→ 节选文本:
....................
一、前言
阅读本节需要先掌握【SPARKSQL3.0-Analyzer阶段源码剖析】
Optimizer阶段是对Analyzer分析阶段的逻辑计划【logicalPlan】做进一步的优化,将应用各种优化规则对一些低效的逻辑计划进行转换
例如将原本用户不合理的sql进行优化,如谓词下推,列裁剪,子查询共用等。
本质:【optimizer阶段是对 Analyzer生成的LogicalPlan进行优化调整生成新的LogicalPlan】
这个阶段的优化器同样是基于大量的规则(Rule),而大部分的规则都是基于直观或经验而得出的规则,随着spark社区的活跃,此优化器阶段的规则也逐渐完善丰满,可以说每一个优化规则都有其诞生的原因,不可不查。
二、示例
由于上一节的示例在优化器中没有明显sql的优化,我们这次举一个谓词下推的优化过程,其他优化规则可根据源码自行推导
此处示例使用的是dataFrameAPI,其原理和spark.sql(“”)底层大致相同,想深入了解两者区别可以看我的另一篇文章:
代码:
spark
.range(2)
.select('id as "_id")
.filter('_id === 0)
.explain(true)
打印:
== Parsed Logical Plan ==
'Filter ('_id = 0)
+- Project [id#0L AS _id#2L]
+- Range (0, 2, step=1, splits=Some(2))
== Analyzed Logical Plan ==
_id: bigint
Filter (_id#2L = cast(0 as bigint))
+- Project [id#0L AS _id#2L]
+- Range (0, 2, step=1, splits=Some(2))
== Optimized Logical Plan ==
Project [id#0L AS _id#2L]
+- Filter (id#0L = 0)
+- Range (0, 2, step=1, splits=Some(2))
......
可以看出在Optimized Logical Plan阶段中,Filter谓词节点从父节点下推到了子节点,假设数据源是数据库,那么这一步谓词下推优化可以将过滤条件下沉到数据库层面进行物理过滤,可以明显减少spark读取的数据量和带宽
三、源码
和Analyzer阶段不同,Optimizer阶段需要有action操作才会触发,这也是正常的,因其dateFrame的懒加载特点有关。
比如我们曾经执行:
val dataFrame = spark.sql("SELECT * FROM (SELECT * FROM PERSON WHERE AGE > 19) WHERE AGE > 18")
在sparkSession的sql函数中内部经历了Unanalyze和Analyze阶段后就返回新的DateSet:
def sql(sqlText: String): DataFrame = withActive {
val tracker = new QueryPlanningTracker
val plan = tracker.measurePhase(QueryPlanningTracker.PARSING) {
sessionState.sqlParser.parsePlan(sqlText) // Unresolved阶段
}
Dataset.ofRows(self, plan, tracker)
....................
→ 任务要求: 根据节选文本,Optimizer阶段需要什么操作才会被触发? 这些记录取自另一来源,与节选文本无关。
....................
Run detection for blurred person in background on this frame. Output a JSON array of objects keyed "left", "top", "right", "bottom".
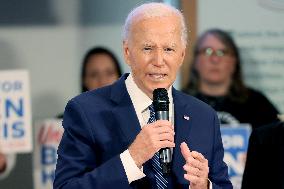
[
  {"left": 57, "top": 47, "right": 121, "bottom": 119},
  {"left": 242, "top": 122, "right": 284, "bottom": 189},
  {"left": 81, "top": 47, "right": 121, "bottom": 92},
  {"left": 0, "top": 151, "right": 16, "bottom": 180},
  {"left": 183, "top": 29, "right": 278, "bottom": 128}
]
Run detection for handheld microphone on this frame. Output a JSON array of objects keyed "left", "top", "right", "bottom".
[{"left": 153, "top": 88, "right": 172, "bottom": 174}]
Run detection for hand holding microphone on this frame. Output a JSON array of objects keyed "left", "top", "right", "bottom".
[
  {"left": 128, "top": 89, "right": 175, "bottom": 172},
  {"left": 153, "top": 88, "right": 172, "bottom": 174}
]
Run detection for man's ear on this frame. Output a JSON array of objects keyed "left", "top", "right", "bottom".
[
  {"left": 179, "top": 48, "right": 186, "bottom": 66},
  {"left": 123, "top": 40, "right": 130, "bottom": 65}
]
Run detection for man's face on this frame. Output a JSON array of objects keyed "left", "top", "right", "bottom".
[{"left": 123, "top": 15, "right": 185, "bottom": 98}]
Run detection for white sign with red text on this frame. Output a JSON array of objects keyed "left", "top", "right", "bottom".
[
  {"left": 33, "top": 119, "right": 64, "bottom": 189},
  {"left": 0, "top": 70, "right": 32, "bottom": 154}
]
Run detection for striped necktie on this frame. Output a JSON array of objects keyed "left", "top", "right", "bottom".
[{"left": 148, "top": 104, "right": 168, "bottom": 189}]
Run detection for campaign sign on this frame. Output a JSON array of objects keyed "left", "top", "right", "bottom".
[
  {"left": 221, "top": 124, "right": 251, "bottom": 189},
  {"left": 0, "top": 70, "right": 32, "bottom": 153},
  {"left": 33, "top": 119, "right": 63, "bottom": 189}
]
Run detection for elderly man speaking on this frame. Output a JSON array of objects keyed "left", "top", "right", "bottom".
[{"left": 54, "top": 3, "right": 232, "bottom": 189}]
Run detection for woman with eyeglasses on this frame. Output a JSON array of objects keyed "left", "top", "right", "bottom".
[{"left": 183, "top": 29, "right": 278, "bottom": 128}]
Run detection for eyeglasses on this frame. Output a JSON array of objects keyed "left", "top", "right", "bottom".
[{"left": 198, "top": 47, "right": 229, "bottom": 57}]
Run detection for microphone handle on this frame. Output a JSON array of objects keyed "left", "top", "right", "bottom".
[{"left": 155, "top": 111, "right": 172, "bottom": 175}]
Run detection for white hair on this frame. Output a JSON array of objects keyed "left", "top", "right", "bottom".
[{"left": 123, "top": 2, "right": 187, "bottom": 46}]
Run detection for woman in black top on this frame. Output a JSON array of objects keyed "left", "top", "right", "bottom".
[{"left": 183, "top": 29, "right": 278, "bottom": 128}]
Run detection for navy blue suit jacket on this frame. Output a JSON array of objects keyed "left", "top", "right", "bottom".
[{"left": 54, "top": 74, "right": 232, "bottom": 189}]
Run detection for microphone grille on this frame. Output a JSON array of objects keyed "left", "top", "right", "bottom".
[{"left": 153, "top": 88, "right": 170, "bottom": 111}]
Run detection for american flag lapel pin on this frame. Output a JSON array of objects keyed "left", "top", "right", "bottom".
[{"left": 183, "top": 115, "right": 189, "bottom": 121}]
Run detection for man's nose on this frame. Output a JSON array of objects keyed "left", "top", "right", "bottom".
[
  {"left": 153, "top": 49, "right": 165, "bottom": 66},
  {"left": 209, "top": 54, "right": 220, "bottom": 63}
]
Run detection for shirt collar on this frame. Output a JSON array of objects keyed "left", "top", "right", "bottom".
[{"left": 125, "top": 73, "right": 173, "bottom": 113}]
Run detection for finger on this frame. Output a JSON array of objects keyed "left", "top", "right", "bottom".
[
  {"left": 157, "top": 133, "right": 175, "bottom": 142},
  {"left": 157, "top": 140, "right": 176, "bottom": 151},
  {"left": 154, "top": 126, "right": 175, "bottom": 136},
  {"left": 186, "top": 156, "right": 205, "bottom": 169},
  {"left": 180, "top": 142, "right": 191, "bottom": 160},
  {"left": 183, "top": 164, "right": 203, "bottom": 177},
  {"left": 184, "top": 174, "right": 199, "bottom": 184},
  {"left": 151, "top": 120, "right": 173, "bottom": 129},
  {"left": 191, "top": 151, "right": 206, "bottom": 163}
]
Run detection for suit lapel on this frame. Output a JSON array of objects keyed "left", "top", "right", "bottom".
[
  {"left": 110, "top": 74, "right": 141, "bottom": 143},
  {"left": 173, "top": 88, "right": 192, "bottom": 184}
]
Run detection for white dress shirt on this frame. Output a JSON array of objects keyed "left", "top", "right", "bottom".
[
  {"left": 120, "top": 73, "right": 173, "bottom": 183},
  {"left": 120, "top": 73, "right": 212, "bottom": 189}
]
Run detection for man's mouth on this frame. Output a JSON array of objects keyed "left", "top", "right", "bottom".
[{"left": 149, "top": 73, "right": 167, "bottom": 80}]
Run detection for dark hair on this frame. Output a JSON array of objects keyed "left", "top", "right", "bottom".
[
  {"left": 183, "top": 29, "right": 248, "bottom": 102},
  {"left": 81, "top": 47, "right": 121, "bottom": 92}
]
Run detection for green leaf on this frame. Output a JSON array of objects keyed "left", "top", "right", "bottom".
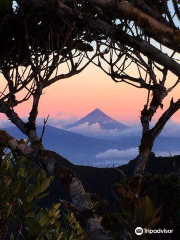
[{"left": 41, "top": 178, "right": 51, "bottom": 192}]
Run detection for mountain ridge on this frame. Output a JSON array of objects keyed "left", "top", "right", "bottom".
[{"left": 65, "top": 108, "right": 130, "bottom": 131}]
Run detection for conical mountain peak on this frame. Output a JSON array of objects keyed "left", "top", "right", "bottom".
[{"left": 66, "top": 108, "right": 128, "bottom": 131}]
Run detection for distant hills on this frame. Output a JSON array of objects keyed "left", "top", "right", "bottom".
[
  {"left": 5, "top": 125, "right": 180, "bottom": 167},
  {"left": 65, "top": 108, "right": 129, "bottom": 131}
]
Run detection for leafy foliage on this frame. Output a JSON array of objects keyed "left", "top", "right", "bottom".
[{"left": 0, "top": 142, "right": 88, "bottom": 240}]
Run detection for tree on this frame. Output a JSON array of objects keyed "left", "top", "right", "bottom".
[
  {"left": 0, "top": 0, "right": 112, "bottom": 240},
  {"left": 55, "top": 0, "right": 180, "bottom": 182}
]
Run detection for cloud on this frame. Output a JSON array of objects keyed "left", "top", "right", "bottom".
[
  {"left": 67, "top": 122, "right": 120, "bottom": 137},
  {"left": 96, "top": 148, "right": 138, "bottom": 159},
  {"left": 155, "top": 151, "right": 180, "bottom": 157},
  {"left": 37, "top": 111, "right": 77, "bottom": 129}
]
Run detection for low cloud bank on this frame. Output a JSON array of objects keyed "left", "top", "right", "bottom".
[
  {"left": 67, "top": 122, "right": 120, "bottom": 137},
  {"left": 96, "top": 147, "right": 180, "bottom": 161},
  {"left": 96, "top": 147, "right": 138, "bottom": 159}
]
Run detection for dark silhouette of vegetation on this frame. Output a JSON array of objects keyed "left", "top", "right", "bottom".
[{"left": 0, "top": 0, "right": 180, "bottom": 240}]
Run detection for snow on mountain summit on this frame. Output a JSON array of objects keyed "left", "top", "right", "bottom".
[{"left": 66, "top": 108, "right": 129, "bottom": 131}]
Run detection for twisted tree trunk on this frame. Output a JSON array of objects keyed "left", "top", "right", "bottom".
[{"left": 0, "top": 130, "right": 113, "bottom": 240}]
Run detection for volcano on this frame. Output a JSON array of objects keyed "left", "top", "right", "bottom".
[{"left": 66, "top": 108, "right": 129, "bottom": 131}]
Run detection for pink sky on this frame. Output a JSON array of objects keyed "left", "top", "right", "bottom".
[{"left": 0, "top": 65, "right": 180, "bottom": 123}]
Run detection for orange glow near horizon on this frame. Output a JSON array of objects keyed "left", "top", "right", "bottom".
[{"left": 0, "top": 65, "right": 180, "bottom": 123}]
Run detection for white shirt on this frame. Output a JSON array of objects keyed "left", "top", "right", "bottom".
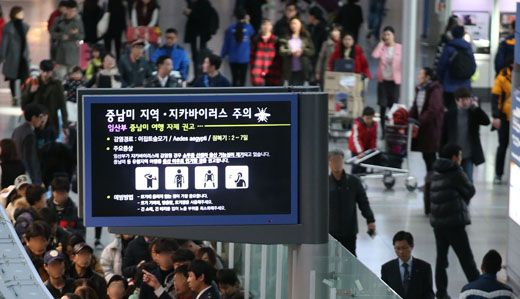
[
  {"left": 417, "top": 89, "right": 426, "bottom": 115},
  {"left": 157, "top": 75, "right": 169, "bottom": 87},
  {"left": 195, "top": 285, "right": 211, "bottom": 299},
  {"left": 382, "top": 46, "right": 394, "bottom": 81},
  {"left": 399, "top": 256, "right": 413, "bottom": 282}
]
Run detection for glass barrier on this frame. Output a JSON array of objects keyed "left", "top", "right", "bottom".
[{"left": 217, "top": 236, "right": 401, "bottom": 299}]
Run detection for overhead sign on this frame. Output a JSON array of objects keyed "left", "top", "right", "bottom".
[{"left": 83, "top": 94, "right": 298, "bottom": 227}]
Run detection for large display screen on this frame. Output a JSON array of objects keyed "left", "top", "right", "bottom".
[{"left": 83, "top": 94, "right": 298, "bottom": 226}]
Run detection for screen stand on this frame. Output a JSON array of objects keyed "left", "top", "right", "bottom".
[{"left": 287, "top": 243, "right": 329, "bottom": 299}]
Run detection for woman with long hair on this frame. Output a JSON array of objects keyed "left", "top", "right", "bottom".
[
  {"left": 86, "top": 53, "right": 121, "bottom": 88},
  {"left": 0, "top": 138, "right": 25, "bottom": 188},
  {"left": 250, "top": 19, "right": 280, "bottom": 86},
  {"left": 0, "top": 6, "right": 29, "bottom": 105},
  {"left": 372, "top": 26, "right": 402, "bottom": 137},
  {"left": 329, "top": 32, "right": 371, "bottom": 79},
  {"left": 81, "top": 0, "right": 103, "bottom": 45},
  {"left": 280, "top": 17, "right": 314, "bottom": 85},
  {"left": 220, "top": 10, "right": 255, "bottom": 86},
  {"left": 131, "top": 0, "right": 159, "bottom": 27}
]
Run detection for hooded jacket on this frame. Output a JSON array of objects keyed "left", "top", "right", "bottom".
[
  {"left": 491, "top": 67, "right": 511, "bottom": 121},
  {"left": 410, "top": 81, "right": 444, "bottom": 153},
  {"left": 430, "top": 158, "right": 475, "bottom": 229},
  {"left": 437, "top": 38, "right": 477, "bottom": 93},
  {"left": 348, "top": 117, "right": 377, "bottom": 154},
  {"left": 441, "top": 107, "right": 490, "bottom": 165},
  {"left": 329, "top": 44, "right": 371, "bottom": 79}
]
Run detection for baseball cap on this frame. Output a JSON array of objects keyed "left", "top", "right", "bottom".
[
  {"left": 40, "top": 59, "right": 54, "bottom": 72},
  {"left": 14, "top": 174, "right": 32, "bottom": 189},
  {"left": 130, "top": 39, "right": 145, "bottom": 47},
  {"left": 72, "top": 242, "right": 94, "bottom": 254},
  {"left": 43, "top": 249, "right": 65, "bottom": 265}
]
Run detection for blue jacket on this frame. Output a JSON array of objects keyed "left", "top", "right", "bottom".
[
  {"left": 459, "top": 274, "right": 514, "bottom": 299},
  {"left": 495, "top": 34, "right": 515, "bottom": 74},
  {"left": 152, "top": 44, "right": 190, "bottom": 80},
  {"left": 437, "top": 38, "right": 477, "bottom": 93},
  {"left": 193, "top": 73, "right": 231, "bottom": 87},
  {"left": 220, "top": 23, "right": 255, "bottom": 63}
]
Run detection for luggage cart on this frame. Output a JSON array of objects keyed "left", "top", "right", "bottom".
[{"left": 345, "top": 121, "right": 417, "bottom": 192}]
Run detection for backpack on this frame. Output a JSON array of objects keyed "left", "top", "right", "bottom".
[
  {"left": 208, "top": 5, "right": 219, "bottom": 35},
  {"left": 449, "top": 47, "right": 474, "bottom": 80}
]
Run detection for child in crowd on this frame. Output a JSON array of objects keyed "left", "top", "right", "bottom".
[
  {"left": 47, "top": 177, "right": 85, "bottom": 237},
  {"left": 107, "top": 275, "right": 128, "bottom": 299},
  {"left": 348, "top": 106, "right": 377, "bottom": 174},
  {"left": 63, "top": 66, "right": 85, "bottom": 108},
  {"left": 85, "top": 44, "right": 105, "bottom": 81},
  {"left": 25, "top": 220, "right": 51, "bottom": 282}
]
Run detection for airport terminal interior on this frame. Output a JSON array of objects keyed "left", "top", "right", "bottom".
[{"left": 0, "top": 0, "right": 520, "bottom": 299}]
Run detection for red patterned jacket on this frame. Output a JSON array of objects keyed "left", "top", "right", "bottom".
[{"left": 250, "top": 34, "right": 281, "bottom": 86}]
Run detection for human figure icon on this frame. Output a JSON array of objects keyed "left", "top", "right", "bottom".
[
  {"left": 175, "top": 169, "right": 184, "bottom": 188},
  {"left": 204, "top": 170, "right": 215, "bottom": 188},
  {"left": 235, "top": 172, "right": 247, "bottom": 188},
  {"left": 144, "top": 173, "right": 157, "bottom": 188}
]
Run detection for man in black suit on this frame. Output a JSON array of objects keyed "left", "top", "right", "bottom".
[
  {"left": 381, "top": 231, "right": 435, "bottom": 299},
  {"left": 188, "top": 260, "right": 221, "bottom": 299}
]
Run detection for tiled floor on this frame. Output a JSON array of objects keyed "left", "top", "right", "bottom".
[{"left": 0, "top": 0, "right": 508, "bottom": 297}]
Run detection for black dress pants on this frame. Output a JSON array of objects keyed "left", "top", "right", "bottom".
[{"left": 495, "top": 116, "right": 509, "bottom": 177}]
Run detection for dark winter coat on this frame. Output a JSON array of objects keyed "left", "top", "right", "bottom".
[
  {"left": 106, "top": 0, "right": 126, "bottom": 35},
  {"left": 51, "top": 15, "right": 85, "bottom": 66},
  {"left": 123, "top": 236, "right": 151, "bottom": 278},
  {"left": 12, "top": 122, "right": 42, "bottom": 184},
  {"left": 69, "top": 264, "right": 107, "bottom": 298},
  {"left": 22, "top": 77, "right": 69, "bottom": 131},
  {"left": 0, "top": 160, "right": 25, "bottom": 189},
  {"left": 0, "top": 21, "right": 29, "bottom": 80},
  {"left": 437, "top": 38, "right": 477, "bottom": 92},
  {"left": 47, "top": 197, "right": 86, "bottom": 237},
  {"left": 410, "top": 81, "right": 444, "bottom": 153},
  {"left": 329, "top": 171, "right": 375, "bottom": 237},
  {"left": 430, "top": 158, "right": 475, "bottom": 229},
  {"left": 118, "top": 55, "right": 152, "bottom": 87},
  {"left": 81, "top": 5, "right": 103, "bottom": 44},
  {"left": 184, "top": 0, "right": 211, "bottom": 43},
  {"left": 441, "top": 107, "right": 490, "bottom": 165}
]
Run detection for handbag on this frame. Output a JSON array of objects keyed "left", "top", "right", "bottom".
[{"left": 97, "top": 11, "right": 110, "bottom": 38}]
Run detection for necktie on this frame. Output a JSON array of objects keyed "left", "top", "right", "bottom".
[{"left": 403, "top": 263, "right": 410, "bottom": 296}]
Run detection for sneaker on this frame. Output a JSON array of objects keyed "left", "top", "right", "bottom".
[{"left": 94, "top": 240, "right": 103, "bottom": 249}]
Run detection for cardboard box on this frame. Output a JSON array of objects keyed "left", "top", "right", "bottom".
[{"left": 323, "top": 71, "right": 364, "bottom": 118}]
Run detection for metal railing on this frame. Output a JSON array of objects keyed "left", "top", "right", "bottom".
[{"left": 216, "top": 236, "right": 401, "bottom": 299}]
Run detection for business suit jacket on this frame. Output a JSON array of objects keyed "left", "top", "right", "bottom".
[{"left": 381, "top": 257, "right": 435, "bottom": 299}]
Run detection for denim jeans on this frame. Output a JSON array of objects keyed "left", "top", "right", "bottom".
[{"left": 368, "top": 0, "right": 386, "bottom": 39}]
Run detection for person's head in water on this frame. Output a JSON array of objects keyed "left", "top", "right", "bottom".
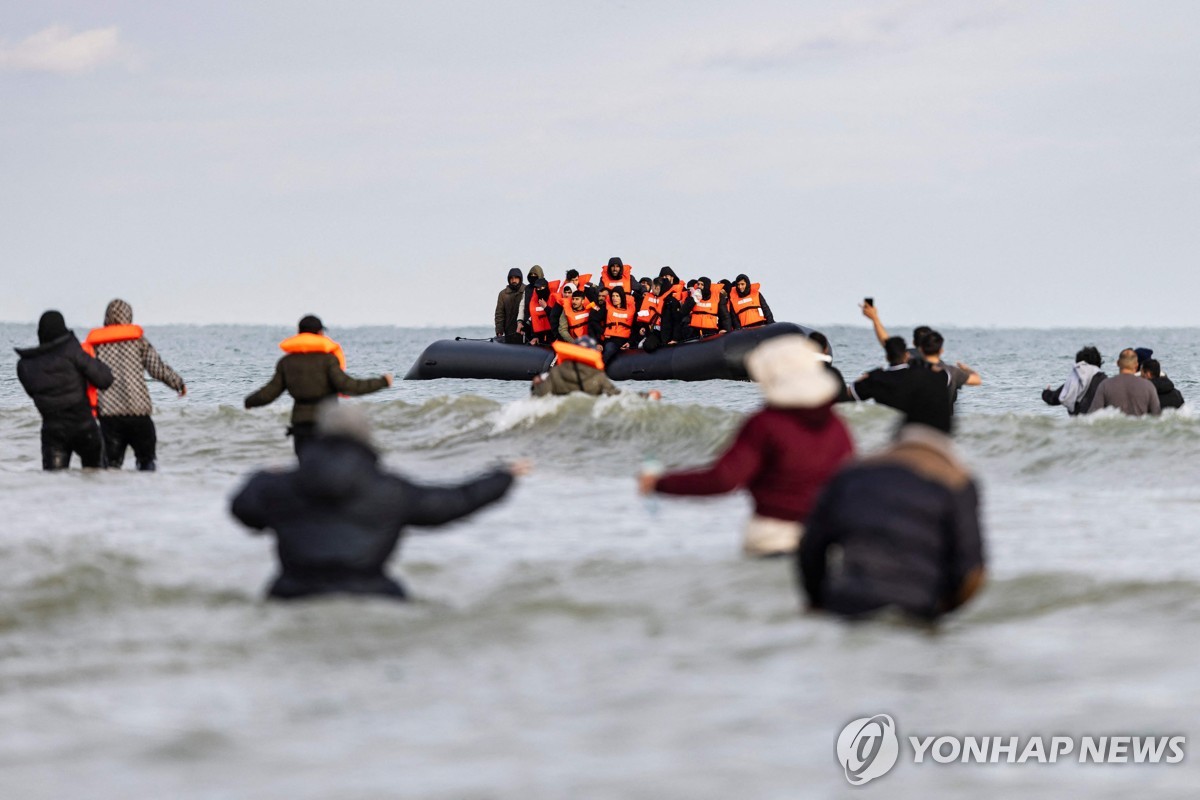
[
  {"left": 1075, "top": 344, "right": 1104, "bottom": 367},
  {"left": 883, "top": 336, "right": 908, "bottom": 367},
  {"left": 1117, "top": 348, "right": 1138, "bottom": 375},
  {"left": 317, "top": 398, "right": 376, "bottom": 451},
  {"left": 37, "top": 311, "right": 71, "bottom": 344},
  {"left": 919, "top": 331, "right": 946, "bottom": 360},
  {"left": 745, "top": 333, "right": 840, "bottom": 409},
  {"left": 298, "top": 314, "right": 325, "bottom": 333}
]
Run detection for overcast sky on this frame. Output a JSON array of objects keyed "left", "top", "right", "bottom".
[{"left": 0, "top": 0, "right": 1200, "bottom": 327}]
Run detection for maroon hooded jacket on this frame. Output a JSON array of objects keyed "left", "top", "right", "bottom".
[{"left": 654, "top": 405, "right": 854, "bottom": 522}]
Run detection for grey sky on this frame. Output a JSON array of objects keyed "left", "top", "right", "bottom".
[{"left": 0, "top": 0, "right": 1200, "bottom": 327}]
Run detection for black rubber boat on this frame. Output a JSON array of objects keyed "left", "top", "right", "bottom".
[{"left": 404, "top": 323, "right": 814, "bottom": 380}]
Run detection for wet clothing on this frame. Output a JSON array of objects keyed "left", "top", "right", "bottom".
[
  {"left": 17, "top": 330, "right": 113, "bottom": 470},
  {"left": 496, "top": 267, "right": 524, "bottom": 344},
  {"left": 95, "top": 300, "right": 184, "bottom": 417},
  {"left": 797, "top": 426, "right": 984, "bottom": 619},
  {"left": 842, "top": 362, "right": 953, "bottom": 429},
  {"left": 654, "top": 405, "right": 854, "bottom": 532},
  {"left": 1042, "top": 361, "right": 1108, "bottom": 416},
  {"left": 230, "top": 437, "right": 512, "bottom": 600},
  {"left": 530, "top": 361, "right": 620, "bottom": 397},
  {"left": 100, "top": 414, "right": 158, "bottom": 473},
  {"left": 1088, "top": 373, "right": 1163, "bottom": 416},
  {"left": 1147, "top": 375, "right": 1183, "bottom": 409}
]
....................
→ 正确答案: 需要有action操作才会触发。